→ Dataset content:
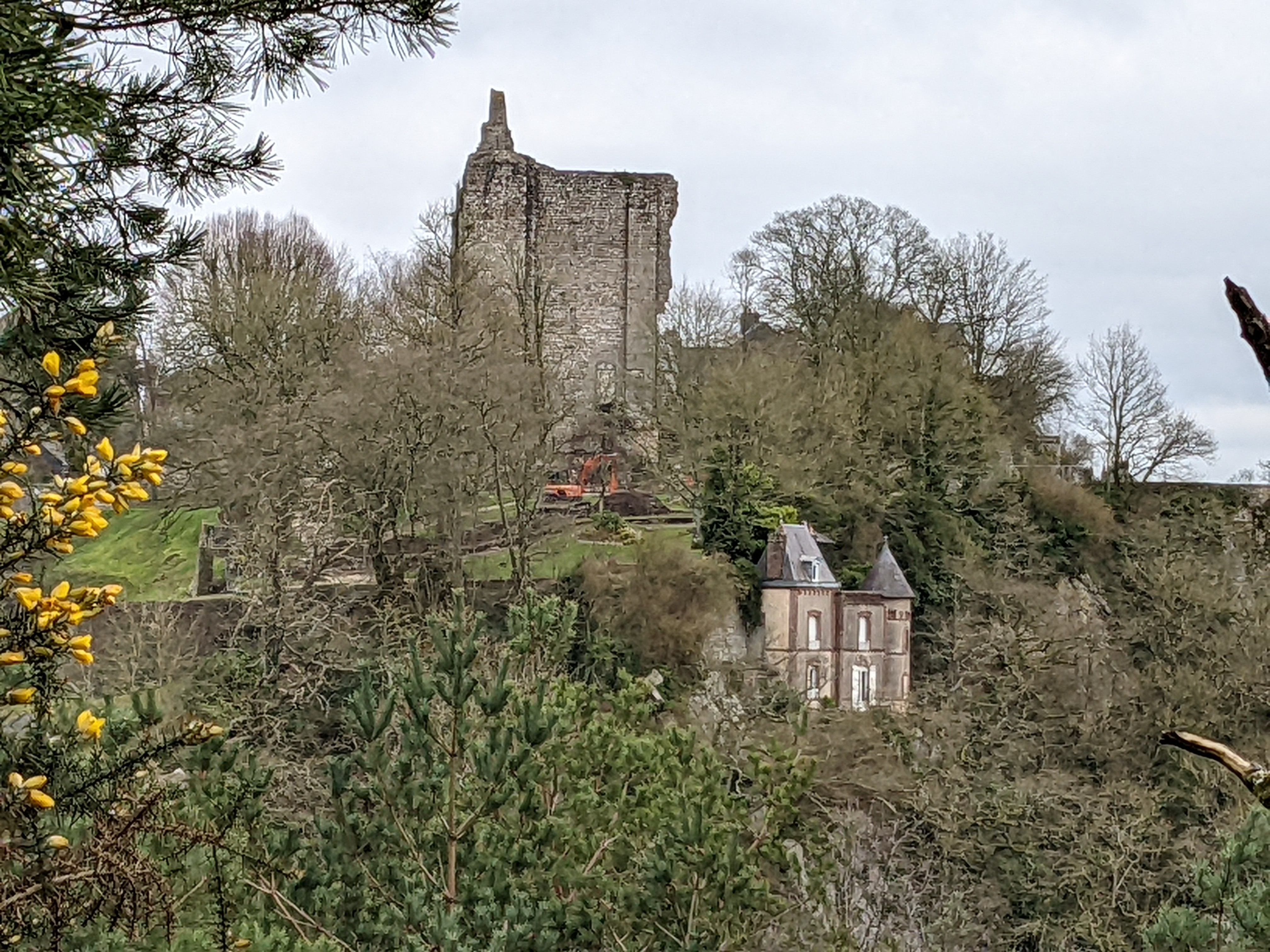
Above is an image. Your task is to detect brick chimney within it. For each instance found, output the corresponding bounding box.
[763,528,785,579]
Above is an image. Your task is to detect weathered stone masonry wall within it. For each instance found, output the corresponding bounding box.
[459,94,678,429]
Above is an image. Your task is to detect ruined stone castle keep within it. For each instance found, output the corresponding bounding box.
[455,90,678,434]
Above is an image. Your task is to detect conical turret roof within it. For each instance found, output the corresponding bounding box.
[860,538,917,598]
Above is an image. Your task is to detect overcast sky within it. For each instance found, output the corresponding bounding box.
[203,0,1270,480]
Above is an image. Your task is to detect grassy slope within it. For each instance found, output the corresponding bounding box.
[464,525,692,581]
[44,507,692,602]
[46,507,216,602]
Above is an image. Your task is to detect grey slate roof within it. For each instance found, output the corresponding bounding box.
[860,540,917,598]
[758,523,842,589]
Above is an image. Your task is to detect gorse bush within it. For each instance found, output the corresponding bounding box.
[0,340,237,949]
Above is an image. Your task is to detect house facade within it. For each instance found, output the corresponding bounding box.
[758,523,914,711]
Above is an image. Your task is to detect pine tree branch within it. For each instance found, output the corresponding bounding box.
[1226,278,1270,383]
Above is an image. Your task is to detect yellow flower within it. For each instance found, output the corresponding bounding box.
[64,369,100,397]
[114,482,150,503]
[13,586,44,612]
[75,711,106,740]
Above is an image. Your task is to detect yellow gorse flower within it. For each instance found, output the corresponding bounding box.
[13,588,44,612]
[75,711,106,740]
[9,773,53,810]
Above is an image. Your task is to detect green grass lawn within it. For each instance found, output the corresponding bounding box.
[44,505,216,602]
[464,525,692,581]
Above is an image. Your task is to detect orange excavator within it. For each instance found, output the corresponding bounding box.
[542,453,620,499]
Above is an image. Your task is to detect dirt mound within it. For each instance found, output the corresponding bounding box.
[604,489,671,517]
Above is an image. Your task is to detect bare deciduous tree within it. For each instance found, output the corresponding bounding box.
[1077,324,1217,484]
[662,280,738,348]
[918,232,1072,420]
[747,196,934,338]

→ Set problem:
Find each line above that contains the word "stone" and copy it. Case counts.

→ Reply:
Above is an image. Your task is to detect weathered stone masonry wall within it. For each instance found, output the corresponding bounding box.
Above is an image. Your task is to detect ruined stone castle keep within it. For each instance found, output the corresponding bounding box.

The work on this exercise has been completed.